==== Цитируемый текст

Печатаются фрагменты статьи «Мои встречи с Лениным. Люксембург и Либкнехтом».
Ред.
Осенью 1920 года произошёл раскол Независимой социал-демократической партии Германии. Левое крыло, за которым шли широкие рабочие массы, перешло в коммунистическую партию, и в результате мы превратились в массовую партию1. Это обязывало нас выступать соответствующим образом. К тому же среди многих левых независимцев всё ещё господствовало мнение, что для настоящей революции вовсе не обязательно завоевание большинства решающих слоёв пролетариата, а достаточно решившегося на все меньшинства. Неудивительно поэтому, что и в Объединённой коммунистической партии широко распространён был взгляд, что пришло время отомстить буржуазии и социал-демократам за все удары прошлого.
Такое настроение учли и наши буржуазные противники и спровоцировали нас на прямое столкновение в Средней Германии, в Лейне и в Мансфельде. Как известно, мы потерпели жестокое поражение, которое немедленно привело к отколу значительного числа тех, кто только недавно вошёл в нашу партию.
Во главе отколовшихся стоял Пауль Леви, который уже после итальянского раскола отвернулся от КПГ2. Леви в своём органе «Unser Weg»3, в котором он яростно атаковал Объединённую коммунистическую партию, писал, что мы нашей авантюристской политикой в Лейне и в Мансфельде повели партию прямо к гибели. И тут же, стремясь дискредитировать нашу партию, он присовокуплял насмешливый стишок: «Fähnlein auf Fähnlein ging in den Tod, wie es die Zentrale gebot»4. Мы же совершенно недостаточно оценили всё значение этого провала и его последствий.
Наоборот, вначале мы думали, что поражение в Средней Германии играет второстепенную роль и в конечном счёте приведёт даже к усилению нашей партии. Этот свой взгляд мы обосновывали в сборнике под названием «Теория наступления»5: поскольку наша партия теперь является подлинно массовой партией германского пролетариата, мы, мол, обязаны сами «всюду находить врага и наносить ему удары».
Так как я снова очутился на нелегальном положении и полиция всюду разыскивала меня, партия отправила меня в Москву. По пути я встретился с венгерским товарищем Ракоши. Он обещал мне тотчас же после приезда познакомить меня с Лениным и поддержать мои взгляды. Я был как будто хорошо вооружён. С моей верой в нашу партию, в её правильную в основном тактику да к тому же с «теорией наступления» в запасе я был убеждён, что произведу хорошее впечатление на Ленина.

========
==== Исходные данные

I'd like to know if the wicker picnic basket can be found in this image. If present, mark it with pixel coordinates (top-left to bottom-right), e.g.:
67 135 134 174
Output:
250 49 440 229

========

Задание: Перескажите цитируемый текст в двух предложениях.

Ответ к заданию: После раскола Независимой социал-демократической партии Германии осенью 1920 года коммунисты стали массовой партией, где был распространён взгляд, что пора отомстить буржуазии и социал-демократам, а противники спровоцировали их на столкновение в Средней Германии, которое закончилось жестоким поражением и отколом многих новых членов во главе с Паулем Леви. Поначалу коммунисты недооценили этот провал и в сборнике «Теория наступления» доказывали, что партия обязана сама всюду находить врага и наносить ему удары, а рассказчика, которого разыскивала полиция, партия отправила в Москву, и он был убеждён, что произведёт хорошее впечатление на Ленина.